**Problem requirements**
The line containing "Where can you see the air" marks the start; return it and every line after it in the listing below, exactly, through the last.

Data for this task start

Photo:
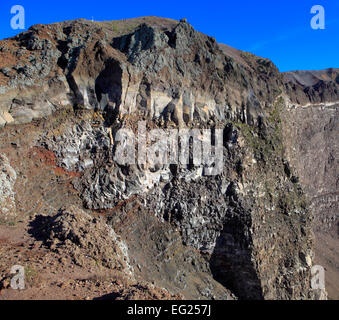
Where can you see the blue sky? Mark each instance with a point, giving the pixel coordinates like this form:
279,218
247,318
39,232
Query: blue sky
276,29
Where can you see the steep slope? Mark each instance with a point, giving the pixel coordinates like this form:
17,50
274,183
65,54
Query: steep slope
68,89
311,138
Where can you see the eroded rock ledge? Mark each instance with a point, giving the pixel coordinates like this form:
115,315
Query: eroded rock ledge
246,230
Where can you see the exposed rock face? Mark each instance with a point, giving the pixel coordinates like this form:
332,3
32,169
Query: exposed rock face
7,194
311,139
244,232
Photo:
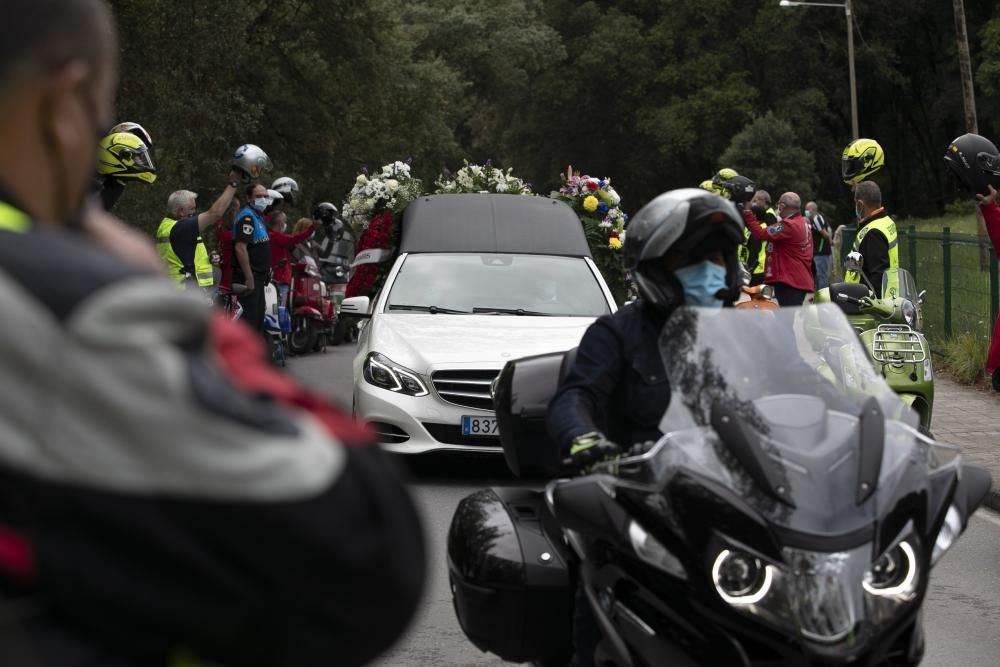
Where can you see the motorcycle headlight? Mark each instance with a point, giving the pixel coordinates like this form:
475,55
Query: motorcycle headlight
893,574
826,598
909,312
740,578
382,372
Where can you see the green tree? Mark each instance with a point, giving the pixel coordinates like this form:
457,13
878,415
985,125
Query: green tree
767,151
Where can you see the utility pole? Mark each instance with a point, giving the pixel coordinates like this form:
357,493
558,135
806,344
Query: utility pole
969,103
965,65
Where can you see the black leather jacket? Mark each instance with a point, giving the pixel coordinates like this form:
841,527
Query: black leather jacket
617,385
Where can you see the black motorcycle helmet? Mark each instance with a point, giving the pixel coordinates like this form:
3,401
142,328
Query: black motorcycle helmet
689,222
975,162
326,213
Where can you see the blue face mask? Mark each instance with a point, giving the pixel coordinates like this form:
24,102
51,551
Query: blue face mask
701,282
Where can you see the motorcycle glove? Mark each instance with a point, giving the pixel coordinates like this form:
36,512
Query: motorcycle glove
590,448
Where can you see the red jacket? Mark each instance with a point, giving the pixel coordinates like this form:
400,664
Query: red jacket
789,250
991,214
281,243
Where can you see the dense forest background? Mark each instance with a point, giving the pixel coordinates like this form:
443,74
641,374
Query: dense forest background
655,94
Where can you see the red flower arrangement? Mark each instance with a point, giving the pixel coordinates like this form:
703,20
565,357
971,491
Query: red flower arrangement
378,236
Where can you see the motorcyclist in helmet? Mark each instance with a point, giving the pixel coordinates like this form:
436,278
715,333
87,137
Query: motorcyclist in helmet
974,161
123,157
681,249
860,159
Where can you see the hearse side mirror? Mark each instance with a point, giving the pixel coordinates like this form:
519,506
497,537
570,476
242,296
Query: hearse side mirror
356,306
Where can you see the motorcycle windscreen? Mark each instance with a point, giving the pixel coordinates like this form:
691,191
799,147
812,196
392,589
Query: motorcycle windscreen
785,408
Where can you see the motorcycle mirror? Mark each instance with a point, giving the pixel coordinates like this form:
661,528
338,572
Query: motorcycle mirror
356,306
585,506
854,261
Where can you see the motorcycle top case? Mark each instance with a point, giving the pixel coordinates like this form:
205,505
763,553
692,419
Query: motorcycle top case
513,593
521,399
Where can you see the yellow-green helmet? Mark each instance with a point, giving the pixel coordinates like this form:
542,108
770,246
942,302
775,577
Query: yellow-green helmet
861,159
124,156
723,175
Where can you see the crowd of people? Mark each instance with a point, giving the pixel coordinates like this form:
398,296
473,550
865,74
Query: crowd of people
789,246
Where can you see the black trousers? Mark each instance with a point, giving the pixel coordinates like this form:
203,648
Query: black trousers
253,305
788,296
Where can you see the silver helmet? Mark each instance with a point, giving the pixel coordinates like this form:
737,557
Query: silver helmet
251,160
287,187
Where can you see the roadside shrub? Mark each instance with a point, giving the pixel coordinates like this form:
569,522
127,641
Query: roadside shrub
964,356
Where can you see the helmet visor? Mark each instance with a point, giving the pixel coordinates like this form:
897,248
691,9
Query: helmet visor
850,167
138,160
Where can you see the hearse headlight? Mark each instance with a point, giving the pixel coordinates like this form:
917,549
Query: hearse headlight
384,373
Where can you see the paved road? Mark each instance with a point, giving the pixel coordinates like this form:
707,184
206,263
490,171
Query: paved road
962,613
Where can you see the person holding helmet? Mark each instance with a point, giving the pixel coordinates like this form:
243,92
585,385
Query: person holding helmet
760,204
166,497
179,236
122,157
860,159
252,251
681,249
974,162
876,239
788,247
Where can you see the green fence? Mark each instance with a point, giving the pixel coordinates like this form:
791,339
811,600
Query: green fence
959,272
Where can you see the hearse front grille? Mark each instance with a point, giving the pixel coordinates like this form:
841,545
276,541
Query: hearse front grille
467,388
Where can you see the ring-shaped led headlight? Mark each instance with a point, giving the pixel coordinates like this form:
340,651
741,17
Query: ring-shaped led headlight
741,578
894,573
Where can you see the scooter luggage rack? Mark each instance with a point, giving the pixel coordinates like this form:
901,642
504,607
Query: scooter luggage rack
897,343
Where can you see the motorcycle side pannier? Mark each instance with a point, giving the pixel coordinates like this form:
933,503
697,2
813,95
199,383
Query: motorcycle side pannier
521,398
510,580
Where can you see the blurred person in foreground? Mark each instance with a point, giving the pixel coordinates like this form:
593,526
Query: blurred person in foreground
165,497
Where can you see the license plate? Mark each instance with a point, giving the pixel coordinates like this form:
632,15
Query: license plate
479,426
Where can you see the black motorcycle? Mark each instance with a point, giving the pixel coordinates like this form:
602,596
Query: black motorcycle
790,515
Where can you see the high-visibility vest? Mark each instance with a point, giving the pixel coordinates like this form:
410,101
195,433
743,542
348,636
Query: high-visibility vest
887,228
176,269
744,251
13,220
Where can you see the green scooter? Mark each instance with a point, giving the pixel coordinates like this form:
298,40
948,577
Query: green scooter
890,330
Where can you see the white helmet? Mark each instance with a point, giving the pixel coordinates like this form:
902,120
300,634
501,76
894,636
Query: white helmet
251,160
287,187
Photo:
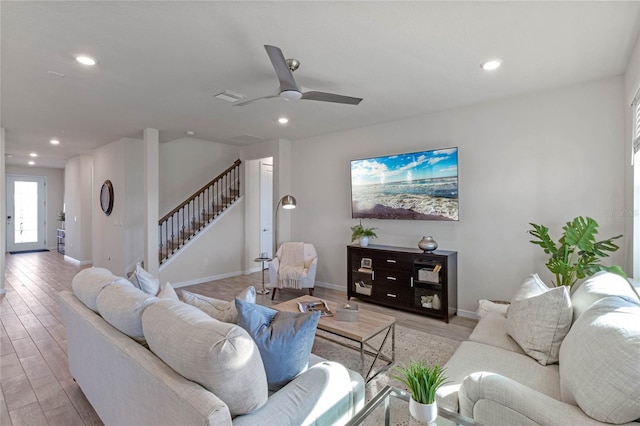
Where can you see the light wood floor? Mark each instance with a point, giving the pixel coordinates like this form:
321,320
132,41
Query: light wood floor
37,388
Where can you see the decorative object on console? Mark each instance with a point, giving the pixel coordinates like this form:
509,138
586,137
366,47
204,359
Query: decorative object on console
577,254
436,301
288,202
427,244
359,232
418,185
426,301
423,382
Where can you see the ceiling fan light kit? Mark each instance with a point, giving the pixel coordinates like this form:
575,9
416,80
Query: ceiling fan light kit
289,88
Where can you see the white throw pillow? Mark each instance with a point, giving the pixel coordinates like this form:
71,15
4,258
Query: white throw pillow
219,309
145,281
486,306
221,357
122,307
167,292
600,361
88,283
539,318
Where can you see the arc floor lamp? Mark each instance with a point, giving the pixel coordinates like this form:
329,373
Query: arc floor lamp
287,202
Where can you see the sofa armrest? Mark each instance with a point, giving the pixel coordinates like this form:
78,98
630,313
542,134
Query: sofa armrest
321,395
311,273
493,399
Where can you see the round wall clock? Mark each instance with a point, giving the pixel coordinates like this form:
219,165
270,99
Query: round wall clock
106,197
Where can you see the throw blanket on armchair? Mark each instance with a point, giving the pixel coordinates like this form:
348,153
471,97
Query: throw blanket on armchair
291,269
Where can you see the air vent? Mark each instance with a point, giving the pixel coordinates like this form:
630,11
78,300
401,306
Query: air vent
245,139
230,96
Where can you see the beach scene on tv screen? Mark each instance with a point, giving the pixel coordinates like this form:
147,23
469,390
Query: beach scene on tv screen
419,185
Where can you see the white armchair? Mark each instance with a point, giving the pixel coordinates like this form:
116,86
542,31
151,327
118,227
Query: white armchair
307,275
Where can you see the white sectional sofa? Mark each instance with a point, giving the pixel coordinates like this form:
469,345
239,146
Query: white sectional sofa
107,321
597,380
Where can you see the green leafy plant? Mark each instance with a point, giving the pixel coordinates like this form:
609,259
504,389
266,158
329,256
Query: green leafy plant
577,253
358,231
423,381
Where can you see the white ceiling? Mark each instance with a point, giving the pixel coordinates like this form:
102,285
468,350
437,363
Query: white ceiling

Data for this task end

**The answer**
Where can you see the air vent? Mark each instance with a point, giving the pixel coordinates like this form:
630,11
78,300
401,306
Query: air vent
245,139
230,96
Where can you see the beach scene on tv screen? Mark each instance with a point, giving the pixel coordinates like this form:
147,23
469,390
Query: beach scene on tv screen
419,185
Where can you see the white armchair? Mark each instance with a point, giving the pixel coordinates like this form:
116,86
542,31
151,327
118,227
Query: white armchair
307,275
Where can you see the white sectional sofa? Mark each instance with a point, giving the pixel coordinates like this form:
469,345
239,146
Query: white sectional sofa
107,321
597,380
Where can you see the green leafy plant? Mark each instance with a point, giving the pixel coordinates like this form:
609,259
504,389
266,158
329,256
Query: green leafy plant
577,253
358,231
423,381
Where can you see the white ceiling? Mark each instance with a point, giving the pixel coordinates like this form:
102,285
468,350
437,363
Query: white ceiling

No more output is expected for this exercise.